YOUR TASK: Continue the passage about Melville's try-pot reference to the cycloid, starting right after its last sentence.

SUPPLIED TEXT:
— start —
Melville’s choicest mathematical allusion is perhaps found in his description of the large whaling “try pots.” The pots were so large that sailors “coil themselves away there for a nap” and they were also a nice place for “profound mathematical meditation”. As Ishmael observed, “It was in the left hand try-pot of the Pequod, with the soapstone diligently circling round me, that I was first indirectly struck by the remarkable fact, that in geometry all bodies gliding along the cycloid, my soapstone for example, will descend from any point in precisely the same time.”
Hart observes: “I think that’s Melville saying, ‘I know some geometry,’ because that’s a famous problem. It’s the so-called tautochrone problem, to find the curve for which the time taken by a frictionless object sliding under gravity to the lowest point of the curve is independent of the starting point.”
That curve, called a cycloid, is produced by a point on the circumference of a circle or wheel as it rolls along a straight line. “Melville just throws that in,” Hart says.
— end —
STORED RECORDS:
— start —
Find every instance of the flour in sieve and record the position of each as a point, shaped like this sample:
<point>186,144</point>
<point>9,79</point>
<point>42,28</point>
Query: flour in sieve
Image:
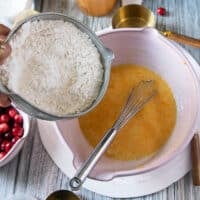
<point>54,66</point>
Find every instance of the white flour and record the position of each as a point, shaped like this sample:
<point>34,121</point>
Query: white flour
<point>54,66</point>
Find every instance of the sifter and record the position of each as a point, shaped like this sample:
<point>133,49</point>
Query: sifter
<point>136,16</point>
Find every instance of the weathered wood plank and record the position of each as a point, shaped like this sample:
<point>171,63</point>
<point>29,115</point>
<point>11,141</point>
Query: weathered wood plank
<point>34,172</point>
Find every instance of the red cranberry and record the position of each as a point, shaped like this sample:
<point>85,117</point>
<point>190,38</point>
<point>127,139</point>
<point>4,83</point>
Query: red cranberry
<point>8,136</point>
<point>12,112</point>
<point>161,11</point>
<point>14,140</point>
<point>8,146</point>
<point>1,140</point>
<point>4,118</point>
<point>2,154</point>
<point>4,128</point>
<point>3,144</point>
<point>18,118</point>
<point>18,131</point>
<point>17,125</point>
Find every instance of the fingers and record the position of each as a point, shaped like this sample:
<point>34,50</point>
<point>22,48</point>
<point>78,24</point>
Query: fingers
<point>4,30</point>
<point>5,49</point>
<point>4,100</point>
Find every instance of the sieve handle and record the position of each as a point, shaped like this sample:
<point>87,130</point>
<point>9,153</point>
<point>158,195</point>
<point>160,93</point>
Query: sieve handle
<point>182,39</point>
<point>76,182</point>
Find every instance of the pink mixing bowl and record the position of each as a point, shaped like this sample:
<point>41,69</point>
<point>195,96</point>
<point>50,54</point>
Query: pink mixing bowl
<point>145,47</point>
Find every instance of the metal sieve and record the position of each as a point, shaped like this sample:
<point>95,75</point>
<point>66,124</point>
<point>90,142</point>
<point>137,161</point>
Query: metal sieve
<point>106,59</point>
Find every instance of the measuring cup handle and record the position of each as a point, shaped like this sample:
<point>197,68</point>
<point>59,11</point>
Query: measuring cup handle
<point>76,182</point>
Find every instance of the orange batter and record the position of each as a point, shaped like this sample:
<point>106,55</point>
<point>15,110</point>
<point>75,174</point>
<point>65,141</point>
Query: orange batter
<point>145,133</point>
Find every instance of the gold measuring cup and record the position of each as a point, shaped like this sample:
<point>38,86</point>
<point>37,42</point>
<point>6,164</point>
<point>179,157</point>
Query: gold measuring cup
<point>139,16</point>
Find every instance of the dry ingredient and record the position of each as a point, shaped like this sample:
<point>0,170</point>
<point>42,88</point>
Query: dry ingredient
<point>54,66</point>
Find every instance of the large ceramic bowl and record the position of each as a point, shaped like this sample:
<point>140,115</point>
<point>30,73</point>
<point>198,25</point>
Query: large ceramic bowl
<point>148,48</point>
<point>106,56</point>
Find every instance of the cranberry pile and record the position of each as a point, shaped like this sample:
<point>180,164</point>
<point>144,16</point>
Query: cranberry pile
<point>11,129</point>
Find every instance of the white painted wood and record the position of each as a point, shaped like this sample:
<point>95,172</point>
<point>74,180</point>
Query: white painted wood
<point>32,171</point>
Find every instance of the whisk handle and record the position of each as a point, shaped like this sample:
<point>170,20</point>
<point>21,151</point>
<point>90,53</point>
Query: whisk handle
<point>76,182</point>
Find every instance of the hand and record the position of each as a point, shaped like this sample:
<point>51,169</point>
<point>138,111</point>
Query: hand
<point>5,51</point>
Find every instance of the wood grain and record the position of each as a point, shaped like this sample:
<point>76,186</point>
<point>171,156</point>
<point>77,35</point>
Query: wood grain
<point>33,171</point>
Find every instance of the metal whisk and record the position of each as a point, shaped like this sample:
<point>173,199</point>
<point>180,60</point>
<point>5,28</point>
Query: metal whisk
<point>138,97</point>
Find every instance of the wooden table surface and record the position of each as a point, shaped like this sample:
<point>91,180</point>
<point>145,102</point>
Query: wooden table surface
<point>33,171</point>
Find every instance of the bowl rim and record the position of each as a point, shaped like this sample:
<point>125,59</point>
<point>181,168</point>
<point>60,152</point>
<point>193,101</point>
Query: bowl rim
<point>106,57</point>
<point>187,139</point>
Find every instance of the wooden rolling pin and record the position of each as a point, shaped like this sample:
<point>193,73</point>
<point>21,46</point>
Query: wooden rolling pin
<point>182,39</point>
<point>195,154</point>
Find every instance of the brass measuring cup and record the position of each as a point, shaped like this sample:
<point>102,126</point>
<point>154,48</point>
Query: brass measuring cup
<point>134,15</point>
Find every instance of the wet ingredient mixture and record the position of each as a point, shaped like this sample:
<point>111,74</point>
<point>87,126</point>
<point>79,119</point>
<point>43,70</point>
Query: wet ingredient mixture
<point>145,133</point>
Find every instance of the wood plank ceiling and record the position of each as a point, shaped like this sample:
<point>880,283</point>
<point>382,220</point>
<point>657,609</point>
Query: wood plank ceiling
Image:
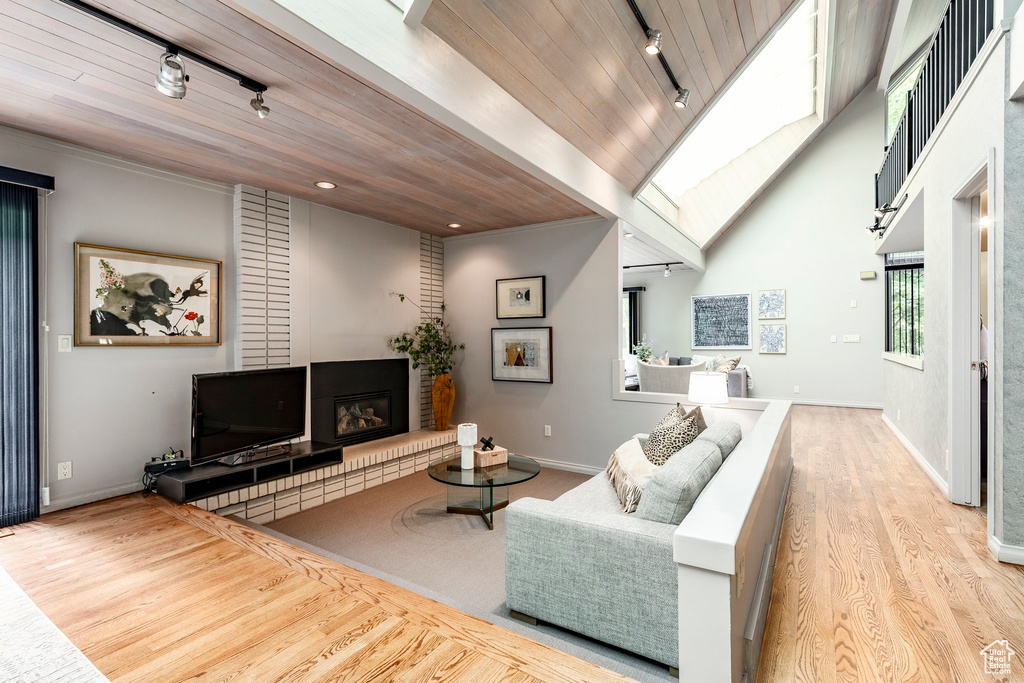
<point>72,77</point>
<point>580,65</point>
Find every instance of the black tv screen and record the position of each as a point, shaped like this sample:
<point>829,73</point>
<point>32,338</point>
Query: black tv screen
<point>237,412</point>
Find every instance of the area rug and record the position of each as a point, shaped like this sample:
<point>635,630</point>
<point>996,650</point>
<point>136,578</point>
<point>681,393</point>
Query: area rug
<point>32,648</point>
<point>399,531</point>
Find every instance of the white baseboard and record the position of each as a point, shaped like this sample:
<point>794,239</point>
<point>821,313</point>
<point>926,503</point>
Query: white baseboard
<point>92,497</point>
<point>1006,553</point>
<point>925,465</point>
<point>570,467</point>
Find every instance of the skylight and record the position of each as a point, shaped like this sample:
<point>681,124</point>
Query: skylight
<point>775,89</point>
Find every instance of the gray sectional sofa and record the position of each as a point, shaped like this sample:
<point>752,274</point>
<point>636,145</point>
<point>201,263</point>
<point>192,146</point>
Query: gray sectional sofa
<point>581,563</point>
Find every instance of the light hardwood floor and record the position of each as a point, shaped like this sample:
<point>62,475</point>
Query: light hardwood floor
<point>879,578</point>
<point>151,591</point>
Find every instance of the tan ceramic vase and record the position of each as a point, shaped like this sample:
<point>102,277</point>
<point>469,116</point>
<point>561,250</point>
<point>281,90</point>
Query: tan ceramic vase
<point>443,399</point>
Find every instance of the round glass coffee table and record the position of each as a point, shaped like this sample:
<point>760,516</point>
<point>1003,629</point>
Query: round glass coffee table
— end —
EXERCISE RESULT:
She is also enamoured of the mathematical allusions applied by George Eliot (the pen name of Mary Ann Evans). Eliot, in her first novel, observed that Adam Bede seems “to find reassurance in the eternal truth of mathematics, consoling himself after his father’s death with the thought that ‘the square o’ four is sixteen, and you must lengthen your lever in proportion to your weight, is as true when a man’s miserable as when he’s happy.’”
Eliot also seemed to take solace from her own mathematical literacy. In 1849 Eliot, in “want of health”, described in a letter how she sustained herself: “I take walks, play on the piano, read Voltaire, talk to my friends, and just take a dose of mathematics every day to prevent my brain from becoming quite soft.”
Hart says: “Everybody should!”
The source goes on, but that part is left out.